> Passage:
CIIC, 3 June 2017, Auckland

information overload

After a round of introductions and a recap of the Open Space format of CIIC (slides) participants focussed on the problem suggested by Jorn Bettin and by Marg Lovell:

Designing filtering, collaboration, thinking, and learning tools for the next 200 years

Adapting the cognitive load generated by technology to human cognitive limits. How can we make human scale computing a reality? The objective of human scale computing is to improve communication and collaboration:

  1. between humans,
  2. between humans and software systems,
  3. and between software systems.


This objective is another way of stating the goal of developing a language that is better than all human languages reliant on linear syntax. The challenges seem to be primarily economic and cultural. Our current technologies and communication tools hardly meet any of the human scale computing criteria to a satisfactory level:

  1. Human weaknesses such as in-group competition, deception, limited formal reasoning performance, group identities …
  2. Increasingly large system failures where the root cause can’t be identified or fixed
  3. Zero head of knowledge/understanding problems and related human created systems that no one understands
  4. Implicit and simplistic assumptions that are baked into software agents
  5. Implicit and unknown dependencies between software agents
  6. Lack of system modularity = lack of boundaries => inability to describe and understand system behaviour
  7. Highly limited/selective/biased input data for “intelligent” software agents
  8. Non-understandable “intelligent” software agents
  9. Unconscious “intelligent” software agents

This explanation of the motivation for human scale computing prompted Steffen Schaefer to point to a number of example use cases where current machine learning systems perform highly valuable tasks, in a growing number of cases performing these tasks better than any human ever could.

> Provided records:
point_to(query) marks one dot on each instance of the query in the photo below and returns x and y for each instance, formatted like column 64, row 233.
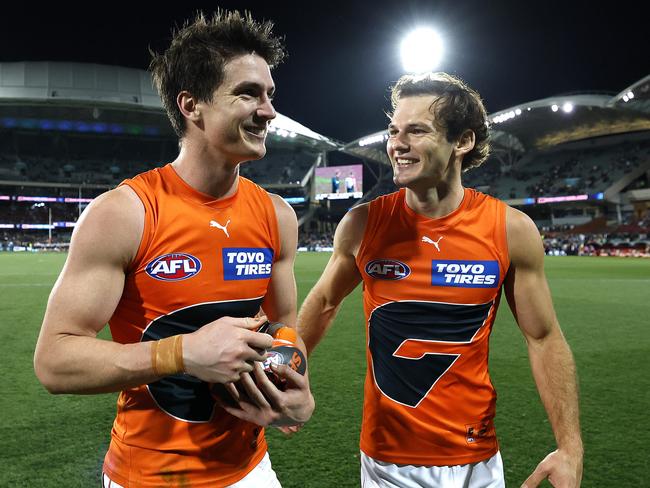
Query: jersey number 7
column 404, row 337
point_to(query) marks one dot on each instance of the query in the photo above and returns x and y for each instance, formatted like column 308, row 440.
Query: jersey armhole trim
column 147, row 228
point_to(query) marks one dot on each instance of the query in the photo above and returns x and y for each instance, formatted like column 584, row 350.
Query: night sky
column 344, row 55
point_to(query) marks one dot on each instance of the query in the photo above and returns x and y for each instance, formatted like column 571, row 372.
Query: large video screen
column 338, row 182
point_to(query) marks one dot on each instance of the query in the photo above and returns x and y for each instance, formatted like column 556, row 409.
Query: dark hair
column 199, row 51
column 457, row 108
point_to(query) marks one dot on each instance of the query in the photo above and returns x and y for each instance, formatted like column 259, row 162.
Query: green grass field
column 603, row 305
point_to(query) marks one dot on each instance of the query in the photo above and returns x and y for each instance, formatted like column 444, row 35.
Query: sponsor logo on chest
column 173, row 267
column 465, row 274
column 387, row 269
column 246, row 263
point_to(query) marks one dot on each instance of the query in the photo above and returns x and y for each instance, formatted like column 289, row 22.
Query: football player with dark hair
column 433, row 258
column 180, row 261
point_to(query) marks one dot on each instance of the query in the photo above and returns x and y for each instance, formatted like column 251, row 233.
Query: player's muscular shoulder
column 111, row 225
column 350, row 230
column 285, row 212
column 524, row 241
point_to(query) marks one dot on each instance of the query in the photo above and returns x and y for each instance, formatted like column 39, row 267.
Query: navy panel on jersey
column 408, row 380
column 184, row 396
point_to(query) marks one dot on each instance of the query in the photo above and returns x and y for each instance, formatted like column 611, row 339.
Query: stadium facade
column 70, row 131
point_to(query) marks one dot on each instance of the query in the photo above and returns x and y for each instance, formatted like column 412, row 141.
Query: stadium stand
column 70, row 131
column 578, row 164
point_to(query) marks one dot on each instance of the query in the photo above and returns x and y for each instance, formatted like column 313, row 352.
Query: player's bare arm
column 69, row 358
column 550, row 357
column 339, row 278
column 264, row 403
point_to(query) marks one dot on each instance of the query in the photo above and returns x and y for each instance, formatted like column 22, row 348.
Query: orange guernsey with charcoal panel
column 431, row 292
column 199, row 259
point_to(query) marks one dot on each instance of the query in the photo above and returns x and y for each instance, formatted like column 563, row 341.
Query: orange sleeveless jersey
column 431, row 292
column 199, row 260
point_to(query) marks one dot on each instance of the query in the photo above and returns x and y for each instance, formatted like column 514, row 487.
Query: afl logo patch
column 173, row 267
column 387, row 269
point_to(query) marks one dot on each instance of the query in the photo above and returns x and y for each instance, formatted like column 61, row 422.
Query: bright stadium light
column 421, row 50
column 567, row 107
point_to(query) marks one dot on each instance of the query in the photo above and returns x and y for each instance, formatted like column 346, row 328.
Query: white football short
column 262, row 476
column 484, row 474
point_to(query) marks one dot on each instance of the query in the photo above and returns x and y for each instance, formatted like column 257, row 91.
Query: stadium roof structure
column 96, row 98
column 544, row 123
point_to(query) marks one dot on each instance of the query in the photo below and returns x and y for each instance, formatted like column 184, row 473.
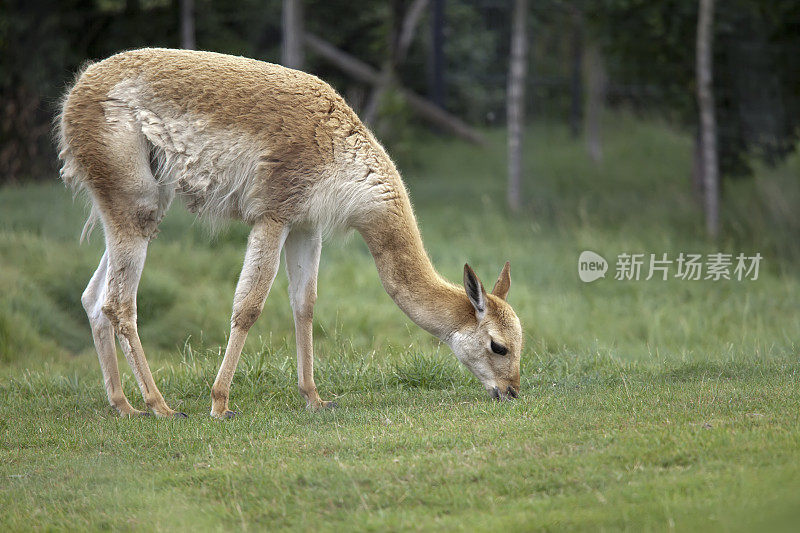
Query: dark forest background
column 458, row 59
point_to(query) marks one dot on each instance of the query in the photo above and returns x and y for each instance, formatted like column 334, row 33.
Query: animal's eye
column 499, row 349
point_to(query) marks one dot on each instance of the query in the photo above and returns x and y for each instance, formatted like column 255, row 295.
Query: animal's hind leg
column 103, row 335
column 302, row 264
column 126, row 256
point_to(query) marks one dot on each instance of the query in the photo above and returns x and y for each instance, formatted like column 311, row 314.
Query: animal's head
column 490, row 342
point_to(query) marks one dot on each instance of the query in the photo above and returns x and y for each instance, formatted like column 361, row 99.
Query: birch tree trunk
column 705, row 102
column 595, row 101
column 576, row 82
column 516, row 101
column 292, row 41
column 187, row 25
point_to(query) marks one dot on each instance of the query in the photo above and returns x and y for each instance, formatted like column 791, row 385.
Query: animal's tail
column 71, row 173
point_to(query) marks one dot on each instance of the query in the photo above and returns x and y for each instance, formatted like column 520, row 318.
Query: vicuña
column 282, row 151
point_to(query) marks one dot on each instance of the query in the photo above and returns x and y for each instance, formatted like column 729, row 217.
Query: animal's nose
column 509, row 394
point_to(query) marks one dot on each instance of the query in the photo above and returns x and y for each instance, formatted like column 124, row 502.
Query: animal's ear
column 503, row 283
column 475, row 291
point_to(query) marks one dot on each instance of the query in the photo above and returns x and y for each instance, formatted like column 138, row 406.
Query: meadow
column 644, row 404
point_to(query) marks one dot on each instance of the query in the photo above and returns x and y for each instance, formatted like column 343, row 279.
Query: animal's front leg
column 260, row 266
column 302, row 264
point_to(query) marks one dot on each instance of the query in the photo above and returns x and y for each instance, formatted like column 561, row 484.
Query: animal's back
column 238, row 137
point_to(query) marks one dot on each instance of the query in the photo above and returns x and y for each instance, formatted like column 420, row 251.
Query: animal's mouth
column 509, row 394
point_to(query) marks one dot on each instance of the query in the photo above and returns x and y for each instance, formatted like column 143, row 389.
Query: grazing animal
column 282, row 151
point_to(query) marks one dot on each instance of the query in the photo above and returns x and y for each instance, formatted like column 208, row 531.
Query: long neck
column 408, row 276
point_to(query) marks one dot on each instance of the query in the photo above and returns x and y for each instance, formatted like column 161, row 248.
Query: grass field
column 644, row 405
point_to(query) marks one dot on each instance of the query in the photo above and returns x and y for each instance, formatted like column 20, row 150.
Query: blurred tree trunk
column 292, row 46
column 516, row 101
column 436, row 55
column 697, row 170
column 187, row 25
column 576, row 83
column 705, row 101
column 400, row 39
column 595, row 101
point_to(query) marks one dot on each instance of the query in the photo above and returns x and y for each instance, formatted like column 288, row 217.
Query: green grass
column 645, row 405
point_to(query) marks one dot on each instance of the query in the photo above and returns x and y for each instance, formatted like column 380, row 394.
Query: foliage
column 651, row 45
column 644, row 405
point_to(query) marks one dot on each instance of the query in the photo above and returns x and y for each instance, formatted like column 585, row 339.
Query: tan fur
column 277, row 148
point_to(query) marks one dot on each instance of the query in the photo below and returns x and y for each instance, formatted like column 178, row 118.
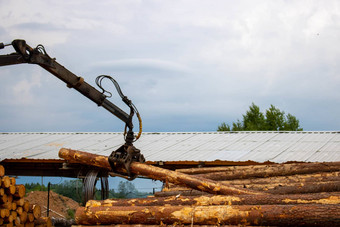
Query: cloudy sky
column 187, row 65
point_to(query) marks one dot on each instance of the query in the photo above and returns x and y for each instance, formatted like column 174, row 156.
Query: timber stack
column 14, row 209
column 295, row 194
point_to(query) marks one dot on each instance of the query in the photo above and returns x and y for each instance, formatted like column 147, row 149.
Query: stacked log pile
column 297, row 194
column 14, row 209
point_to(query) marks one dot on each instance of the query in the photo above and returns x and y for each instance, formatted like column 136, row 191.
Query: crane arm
column 124, row 155
column 26, row 54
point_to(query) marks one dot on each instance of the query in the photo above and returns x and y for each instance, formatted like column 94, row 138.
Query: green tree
column 273, row 120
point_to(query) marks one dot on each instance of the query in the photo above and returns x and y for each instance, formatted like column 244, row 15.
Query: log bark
column 5, row 182
column 281, row 188
column 181, row 193
column 20, row 191
column 2, row 170
column 35, row 210
column 43, row 221
column 245, row 172
column 278, row 215
column 316, row 198
column 301, row 178
column 307, row 188
column 155, row 173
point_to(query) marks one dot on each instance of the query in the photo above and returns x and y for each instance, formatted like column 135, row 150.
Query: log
column 245, row 172
column 13, row 180
column 35, row 210
column 14, row 214
column 20, row 191
column 17, row 221
column 23, row 217
column 281, row 188
column 315, row 198
column 30, row 217
column 8, row 219
column 9, row 198
column 29, row 224
column 3, row 212
column 301, row 178
column 5, row 182
column 10, row 190
column 307, row 188
column 2, row 171
column 155, row 173
column 26, row 206
column 19, row 210
column 43, row 221
column 277, row 215
column 3, row 199
column 183, row 193
column 20, row 202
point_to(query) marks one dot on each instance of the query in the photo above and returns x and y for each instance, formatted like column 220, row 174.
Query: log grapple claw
column 123, row 157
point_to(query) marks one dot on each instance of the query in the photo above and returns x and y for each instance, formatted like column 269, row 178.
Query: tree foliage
column 272, row 120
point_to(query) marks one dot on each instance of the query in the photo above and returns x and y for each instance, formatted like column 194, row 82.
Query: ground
column 60, row 206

> Required actions:
- 1) In the meeting notes, who pointed to example use cases where current machine learning systems perform highly valuable tasks?
- 2) Render only the lines of the records from the one containing "334, row 33." through the one containing "column 490, row 342" as a Markdown table with the columns Nr and Line. Number each row and omit blank lines.
The meeting notes and the records are unrelated material.

> Outputs for the tasks:
- 1) Steffen Schaefer.

- 2)
| Nr | Line |
|---|---|
| 1 | point_to(query) marks one dot on each instance of the query in the photo above and returns x and y for each instance, formatted like column 334, row 33. |
| 2 | Query: animal's eye |
| 3 | column 499, row 349 |
| 4 | point_to(query) marks one dot on each instance of the query in the photo above and returns x and y for each instance, formatted like column 255, row 295. |
| 5 | Query: animal's hind leg |
| 6 | column 103, row 335 |
| 7 | column 302, row 264 |
| 8 | column 126, row 256 |
| 9 | point_to(query) marks one dot on each instance of the query in the photo above and returns x and y for each instance, formatted like column 311, row 314. |
| 10 | Query: animal's head |
| 11 | column 490, row 342 |